__Task requirements__
A faithful copy of all the data is required; pictures should not be included.

====================

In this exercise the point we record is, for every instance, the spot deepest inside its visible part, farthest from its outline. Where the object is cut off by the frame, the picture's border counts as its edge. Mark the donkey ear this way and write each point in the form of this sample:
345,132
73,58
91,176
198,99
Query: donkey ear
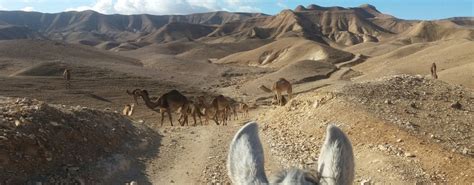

====================

__Completed exercise__
In this exercise the point we record is, for every instance, the spot deepest inside its visible part, farthest from its outline. Where the object is cut off by the frame, the picture's border counts as its edge. Mark the donkey ear this way and write each point in the form of this sample:
345,132
73,58
91,176
198,99
Query: donkey ear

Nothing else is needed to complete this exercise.